◆ Exercise brief ◆
Return the A/B testing page below in full, word for word.

[Given passage]

A/B Testing: Statistical-Significance Conversion Testing

DEFINITION

What is A/B testing?

A/B testing is a controlled experiment that splits one audience between two versions of the same page, email, ad, or product feature - Version A (the control) and Version B (the variant) - then uses a statistical-significance test to decide which version won. The winner is the version that produces more of the target outcome (purchases, signups, clicks, retained users) by an amount large enough that it could not plausibly be random.

In plain English: when you can’t agree which headline, button colour, pricing layout, or onboarding flow is better, you stop arguing and let the people who actually buy from you decide. A/B testing is the operator’s version of opinion settlement.

Read the full CRO definition →

The term “A/B testing” is used interchangeably with split testing - they describe the same method. Multivariate testing (MVT) is a different beast: it tests many element combinations at once and needs roughly 5–10× the traffic to reach significance.

PROCESS

How A/B testing works (step-by-step)

The textbook version of A/B testing has six steps. The version that ships winners has eight.

[/Given passage]
[Supplied data]

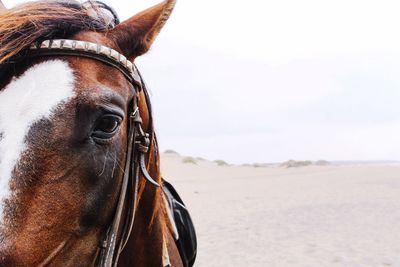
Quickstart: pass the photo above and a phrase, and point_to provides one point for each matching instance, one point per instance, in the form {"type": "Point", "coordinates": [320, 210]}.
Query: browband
{"type": "Point", "coordinates": [64, 47]}
{"type": "Point", "coordinates": [138, 141]}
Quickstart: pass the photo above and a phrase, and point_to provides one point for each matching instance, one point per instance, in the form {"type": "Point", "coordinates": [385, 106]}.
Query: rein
{"type": "Point", "coordinates": [120, 229]}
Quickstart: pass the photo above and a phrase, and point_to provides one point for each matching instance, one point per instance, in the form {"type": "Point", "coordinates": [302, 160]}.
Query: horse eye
{"type": "Point", "coordinates": [107, 126]}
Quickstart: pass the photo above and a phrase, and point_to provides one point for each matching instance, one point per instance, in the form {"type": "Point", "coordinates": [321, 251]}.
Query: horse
{"type": "Point", "coordinates": [79, 161]}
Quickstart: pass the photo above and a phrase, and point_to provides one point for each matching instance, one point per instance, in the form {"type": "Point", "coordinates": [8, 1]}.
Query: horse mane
{"type": "Point", "coordinates": [35, 21]}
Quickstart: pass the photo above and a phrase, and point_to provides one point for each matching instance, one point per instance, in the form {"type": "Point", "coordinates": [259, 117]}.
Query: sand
{"type": "Point", "coordinates": [275, 216]}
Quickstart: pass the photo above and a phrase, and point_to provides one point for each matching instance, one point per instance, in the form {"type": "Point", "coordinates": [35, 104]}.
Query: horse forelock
{"type": "Point", "coordinates": [25, 101]}
{"type": "Point", "coordinates": [28, 23]}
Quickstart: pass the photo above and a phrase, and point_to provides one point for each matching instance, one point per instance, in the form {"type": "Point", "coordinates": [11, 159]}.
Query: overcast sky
{"type": "Point", "coordinates": [267, 81]}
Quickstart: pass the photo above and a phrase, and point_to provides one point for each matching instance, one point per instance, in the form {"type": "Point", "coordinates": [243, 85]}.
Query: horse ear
{"type": "Point", "coordinates": [135, 35]}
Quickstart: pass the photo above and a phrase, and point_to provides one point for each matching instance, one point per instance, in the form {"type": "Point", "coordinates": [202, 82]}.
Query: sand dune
{"type": "Point", "coordinates": [275, 216]}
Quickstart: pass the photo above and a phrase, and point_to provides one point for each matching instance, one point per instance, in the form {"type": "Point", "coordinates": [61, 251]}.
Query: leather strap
{"type": "Point", "coordinates": [120, 229]}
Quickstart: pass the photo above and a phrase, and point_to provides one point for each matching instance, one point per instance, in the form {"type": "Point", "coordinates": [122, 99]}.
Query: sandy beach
{"type": "Point", "coordinates": [276, 216]}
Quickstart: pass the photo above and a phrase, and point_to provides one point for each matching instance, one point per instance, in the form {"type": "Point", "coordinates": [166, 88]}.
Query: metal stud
{"type": "Point", "coordinates": [103, 50]}
{"type": "Point", "coordinates": [45, 44]}
{"type": "Point", "coordinates": [79, 45]}
{"type": "Point", "coordinates": [91, 47]}
{"type": "Point", "coordinates": [123, 60]}
{"type": "Point", "coordinates": [56, 44]}
{"type": "Point", "coordinates": [68, 44]}
{"type": "Point", "coordinates": [114, 54]}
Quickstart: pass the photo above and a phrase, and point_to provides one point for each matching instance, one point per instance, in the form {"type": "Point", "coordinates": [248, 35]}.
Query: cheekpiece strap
{"type": "Point", "coordinates": [65, 47]}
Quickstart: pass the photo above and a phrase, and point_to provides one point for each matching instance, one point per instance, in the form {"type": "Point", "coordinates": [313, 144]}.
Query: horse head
{"type": "Point", "coordinates": [64, 133]}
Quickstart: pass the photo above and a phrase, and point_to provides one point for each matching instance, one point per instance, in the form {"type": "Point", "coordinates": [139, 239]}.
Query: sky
{"type": "Point", "coordinates": [267, 81]}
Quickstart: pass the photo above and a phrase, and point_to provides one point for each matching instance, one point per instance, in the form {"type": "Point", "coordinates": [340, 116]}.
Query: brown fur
{"type": "Point", "coordinates": [25, 24]}
{"type": "Point", "coordinates": [49, 206]}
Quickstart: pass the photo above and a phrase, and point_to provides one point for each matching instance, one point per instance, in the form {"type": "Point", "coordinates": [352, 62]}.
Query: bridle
{"type": "Point", "coordinates": [119, 231]}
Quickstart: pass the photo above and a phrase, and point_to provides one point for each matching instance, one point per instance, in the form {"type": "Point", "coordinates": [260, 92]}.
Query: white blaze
{"type": "Point", "coordinates": [26, 100]}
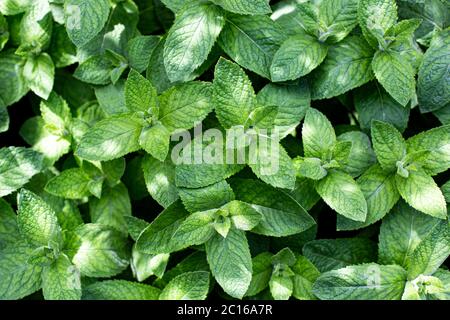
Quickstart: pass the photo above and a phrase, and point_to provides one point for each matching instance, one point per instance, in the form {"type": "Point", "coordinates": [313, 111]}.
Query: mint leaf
{"type": "Point", "coordinates": [230, 262]}
{"type": "Point", "coordinates": [61, 280]}
{"type": "Point", "coordinates": [401, 232]}
{"type": "Point", "coordinates": [343, 195]}
{"type": "Point", "coordinates": [389, 145]}
{"type": "Point", "coordinates": [191, 38]}
{"type": "Point", "coordinates": [36, 220]}
{"type": "Point", "coordinates": [421, 192]}
{"type": "Point", "coordinates": [187, 286]}
{"type": "Point", "coordinates": [120, 290]}
{"type": "Point", "coordinates": [251, 41]}
{"type": "Point", "coordinates": [160, 180]}
{"type": "Point", "coordinates": [297, 56]}
{"type": "Point", "coordinates": [17, 166]}
{"type": "Point", "coordinates": [334, 254]}
{"type": "Point", "coordinates": [363, 282]}
{"type": "Point", "coordinates": [252, 7]}
{"type": "Point", "coordinates": [111, 138]}
{"type": "Point", "coordinates": [100, 251]}
{"type": "Point", "coordinates": [395, 74]}
{"type": "Point", "coordinates": [85, 19]}
{"type": "Point", "coordinates": [347, 66]}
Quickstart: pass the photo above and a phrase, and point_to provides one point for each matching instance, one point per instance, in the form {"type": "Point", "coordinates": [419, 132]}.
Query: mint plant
{"type": "Point", "coordinates": [232, 149]}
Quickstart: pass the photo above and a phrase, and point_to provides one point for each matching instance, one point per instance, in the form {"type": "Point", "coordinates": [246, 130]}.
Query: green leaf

[/Supplied data]

◆ Exercise result ◆
A/B Testing: Statistical-Significance Conversion Testing

DEFINITION

What is A/B testing?

A/B testing is a controlled experiment that splits one audience between two versions of the same page, email, ad, or product feature - Version A (the control) and Version B (the variant) - then uses a statistical-significance test to decide which version won. The winner is the version that produces more of the target outcome (purchases, signups, clicks, retained users) by an amount large enough that it could not plausibly be random.

In plain English: when you can’t agree which headline, button colour, pricing layout, or onboarding flow is better, you stop arguing and let the people who actually buy from you decide. A/B testing is the operator’s version of opinion settlement.

Read the full CRO definition →

The term “A/B testing” is used interchangeably with split testing - they describe the same method. Multivariate testing (MVT) is a different beast: it tests many element combinations at once and needs roughly 5–10× the traffic to reach significance.

PROCESS

How A/B testing works (step-by-step)

The textbook version of A/B testing has six steps. The version that ships winners has eight.